- **WHAT THIS TASK INVOLVES**: Copy out every one of the entries below word for word, including each coordinate pair, and omit the pictures.

##### GIVEN ENTRIES #####

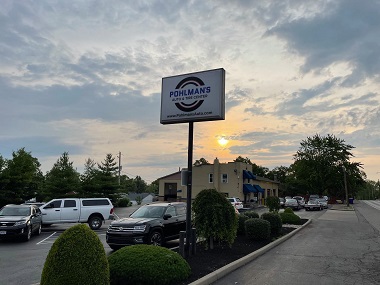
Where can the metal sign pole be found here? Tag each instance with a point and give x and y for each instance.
(189, 180)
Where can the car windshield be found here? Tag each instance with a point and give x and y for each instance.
(149, 212)
(15, 211)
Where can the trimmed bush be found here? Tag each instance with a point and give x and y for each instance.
(147, 264)
(251, 214)
(214, 217)
(273, 203)
(290, 218)
(123, 202)
(241, 224)
(76, 257)
(289, 210)
(257, 229)
(275, 222)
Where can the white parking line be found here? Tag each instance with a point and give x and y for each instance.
(46, 238)
(374, 204)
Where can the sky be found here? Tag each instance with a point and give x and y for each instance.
(85, 77)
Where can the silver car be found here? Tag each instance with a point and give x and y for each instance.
(301, 200)
(323, 202)
(292, 203)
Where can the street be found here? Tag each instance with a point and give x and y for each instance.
(335, 244)
(338, 247)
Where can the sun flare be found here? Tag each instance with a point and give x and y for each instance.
(222, 141)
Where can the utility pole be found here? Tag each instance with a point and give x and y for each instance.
(345, 186)
(119, 165)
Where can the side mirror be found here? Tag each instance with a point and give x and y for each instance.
(167, 216)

#####

- **COMPLETE OUTPUT**:
Where can the metal sign pole be found here? Tag each instance with a point and give x and y for each instance.
(189, 180)
Where can the car windshield be found here? Tag each instance with a point and give x and y for each instance.
(149, 212)
(15, 211)
Where can the trimmed bush be found here? Tag each instance with a point and give x and y for each instance.
(147, 264)
(251, 214)
(214, 217)
(273, 203)
(290, 218)
(123, 202)
(241, 224)
(76, 257)
(289, 210)
(257, 229)
(275, 222)
Where can the white parking line be found here? Tag each instance with a point and give x and y for each instance.
(46, 238)
(374, 204)
Where can the sky be found here? Tag each instance with a point and give x and y for each instance.
(85, 77)
Where can the silver car be found here? Tag each instance with a point and give x and y for each instance.
(301, 200)
(323, 202)
(292, 203)
Where can the street be found here? Tag each instance with a point and give x and y for each instance.
(335, 244)
(338, 247)
Where can the sun flare be found here? Tag each instance with a point and give x and y for each instance.
(222, 141)
Where can the utility pole be found here? Tag each instance with a point and give x and y for each instance.
(345, 186)
(119, 165)
Where can the side mirror be found here? Tag each instance with a point and give x and y for each instance.
(167, 216)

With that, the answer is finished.